НАБОР ЗАДАНИЙ ::
- 1) Верните фрагмент текста о Фриппулье между «Я очень сожалею, что» и «иных солидных трудов.» включительно.
- 2) Перечислите все названия газетных рубрик, упомянутые в тексте о Фриппулье.

ТЕКСТ СТРАНИЦЫ ::
Вселенная Фриппулья.

Ирина Гончарова1: литературный дневник

17 февраля исполнился год со дня кончины совершенно удивительного и абсолютно неповторимого для киевского культурного «ареала» человека – Федора Тетянича, известного в народе под именем Фриппульи. Ушла из жизни огромная творческая личность, подрывник всех устоев, человек, который своим творчеством не подпадает ни под одно определение или классификацию


Ниже я привожу статью и интервью, которое взял у Фриппульи корреспондент киевской газеты «День» Дмитрий ДЕСЯТЕРИК и которые были опубликованы в газете в пятницу, 5 марта 2004 г.


Я очень сожалею, что раньше не разместила этот материал, тем самым отдав дань памяти этому необычному человеку



Вот наступила весна, и захотелось сделать что-нибудь этакое... Созорничать как-то, выкинуть фортель, блеснуть нестандартной выходкой. В связи с чем мы и открываем новую рубрику под вполне весенним названием «По краю». Она будет выходить в первую пятницу месяца, иногда прерывая несомненно важные и серьезные «Мастер» и «Класс». В жанре «По краю» — тоже интервью-портреты неординарных личностей, в том числе и таких, которых принято называть маргиналами. «По краю», собственно, и переводится на латынь «ad marginem» — так принято называть заметки на полях философских, богословских и иных солидных трудов.

ИСХОДНЫЙ ЛИСТИНГ ::
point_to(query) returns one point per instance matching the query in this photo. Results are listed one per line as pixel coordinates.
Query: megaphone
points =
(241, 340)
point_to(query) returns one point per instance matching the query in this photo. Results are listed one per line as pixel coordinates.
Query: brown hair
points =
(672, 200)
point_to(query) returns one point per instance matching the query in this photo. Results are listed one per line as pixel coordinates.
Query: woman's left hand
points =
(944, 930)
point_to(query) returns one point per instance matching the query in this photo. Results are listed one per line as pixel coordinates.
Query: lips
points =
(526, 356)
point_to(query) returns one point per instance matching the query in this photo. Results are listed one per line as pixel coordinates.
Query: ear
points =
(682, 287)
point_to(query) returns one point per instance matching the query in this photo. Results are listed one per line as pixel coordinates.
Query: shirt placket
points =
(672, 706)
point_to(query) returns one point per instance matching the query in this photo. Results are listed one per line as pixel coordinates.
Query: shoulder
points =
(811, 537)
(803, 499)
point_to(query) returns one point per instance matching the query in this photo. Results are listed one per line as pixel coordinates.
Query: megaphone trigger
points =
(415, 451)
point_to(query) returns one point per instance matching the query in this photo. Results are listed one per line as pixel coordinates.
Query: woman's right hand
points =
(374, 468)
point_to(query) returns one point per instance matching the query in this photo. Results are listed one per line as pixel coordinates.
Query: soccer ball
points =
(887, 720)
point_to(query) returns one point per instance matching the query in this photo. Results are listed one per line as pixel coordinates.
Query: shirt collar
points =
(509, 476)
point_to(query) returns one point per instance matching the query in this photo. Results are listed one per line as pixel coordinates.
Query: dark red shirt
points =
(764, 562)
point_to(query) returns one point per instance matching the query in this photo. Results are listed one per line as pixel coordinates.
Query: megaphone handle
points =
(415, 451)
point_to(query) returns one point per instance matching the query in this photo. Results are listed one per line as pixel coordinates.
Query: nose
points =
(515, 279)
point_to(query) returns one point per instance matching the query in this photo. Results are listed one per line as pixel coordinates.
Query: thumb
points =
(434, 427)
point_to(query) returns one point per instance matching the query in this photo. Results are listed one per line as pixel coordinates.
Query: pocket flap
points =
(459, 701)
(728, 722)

ОЖИДАЕМЫЕ РЕЗУЛЬТАТЫ ::
- 1)
Я очень сожалею, что раньше не разместила этот материал, тем самым отдав дань памяти этому необычному человеку



Вот наступила весна, и захотелось сделать что-нибудь этакое... Созорничать как-то, выкинуть фортель, блеснуть нестандартной выходкой. В связи с чем мы и открываем новую рубрику под вполне весенним названием «По краю». Она будет выходить в первую пятницу месяца, иногда прерывая несомненно важные и серьезные «Мастер» и «Класс». В жанре «По краю» — тоже интервью-портреты неординарных личностей, в том числе и таких, которых принято называть маргиналами. «По краю», собственно, и переводится на латынь «ad marginem» — так принято называть заметки на полях философских, богословских и иных солидных трудов.

- 2) «По краю», «Мастер», «Класс»